### Your goal
Reproduce verbatim the portion of the listing below, starting at the line containing "Please place a dot on the yellow" and ending with the final line of the listing, both ends included.

### Excerpted data

● ● ● ●

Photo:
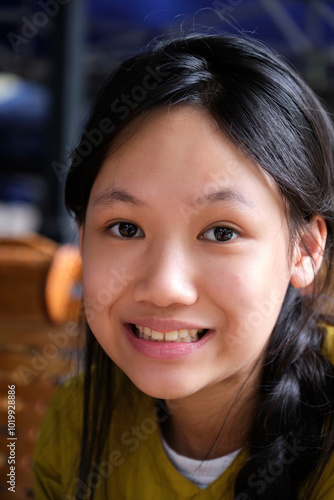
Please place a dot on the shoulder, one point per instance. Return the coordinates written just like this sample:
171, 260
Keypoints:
57, 448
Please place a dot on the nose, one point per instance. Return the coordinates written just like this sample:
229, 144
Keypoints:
166, 278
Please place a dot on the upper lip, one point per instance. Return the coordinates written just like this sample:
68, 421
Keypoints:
166, 325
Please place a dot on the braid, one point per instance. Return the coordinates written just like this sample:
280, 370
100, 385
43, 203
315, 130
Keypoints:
297, 396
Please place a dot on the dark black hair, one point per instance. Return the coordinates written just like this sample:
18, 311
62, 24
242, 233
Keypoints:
272, 115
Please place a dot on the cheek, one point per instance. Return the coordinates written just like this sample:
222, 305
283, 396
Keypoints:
249, 297
105, 280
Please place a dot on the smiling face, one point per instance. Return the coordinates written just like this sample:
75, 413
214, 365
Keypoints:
183, 234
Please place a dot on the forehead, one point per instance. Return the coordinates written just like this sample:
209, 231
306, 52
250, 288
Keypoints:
179, 153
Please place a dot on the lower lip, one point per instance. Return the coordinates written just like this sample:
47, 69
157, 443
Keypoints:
165, 350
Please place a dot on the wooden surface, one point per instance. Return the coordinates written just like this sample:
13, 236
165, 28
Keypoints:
38, 343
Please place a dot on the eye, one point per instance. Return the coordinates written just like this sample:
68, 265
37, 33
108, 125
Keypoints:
126, 230
220, 234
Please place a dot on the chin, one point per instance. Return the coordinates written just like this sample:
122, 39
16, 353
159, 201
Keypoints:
163, 390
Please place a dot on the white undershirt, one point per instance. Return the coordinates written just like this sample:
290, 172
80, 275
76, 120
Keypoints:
202, 473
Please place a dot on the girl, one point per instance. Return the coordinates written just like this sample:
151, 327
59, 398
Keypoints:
203, 191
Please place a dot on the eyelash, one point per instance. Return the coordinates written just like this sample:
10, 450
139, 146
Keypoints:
227, 230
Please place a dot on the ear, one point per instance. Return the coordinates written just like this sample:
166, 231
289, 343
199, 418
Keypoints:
81, 237
308, 254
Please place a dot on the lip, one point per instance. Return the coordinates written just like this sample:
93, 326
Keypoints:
165, 350
166, 325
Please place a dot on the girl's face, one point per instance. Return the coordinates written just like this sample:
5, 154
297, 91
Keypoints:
183, 234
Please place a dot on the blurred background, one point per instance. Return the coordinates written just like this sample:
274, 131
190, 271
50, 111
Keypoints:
54, 55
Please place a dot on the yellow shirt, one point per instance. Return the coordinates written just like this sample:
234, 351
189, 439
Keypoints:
136, 467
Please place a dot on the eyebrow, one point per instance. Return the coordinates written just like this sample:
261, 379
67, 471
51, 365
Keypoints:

● ● ● ●

### The response
Please place a dot on the yellow shirt, one point per instance. Return the coordinates written just like this sample:
234, 351
189, 439
Keypoints:
136, 467
Please place a dot on the eyebrow, one point per instance. Return the coordinates written just like this sample:
261, 379
67, 471
51, 365
Keypoints:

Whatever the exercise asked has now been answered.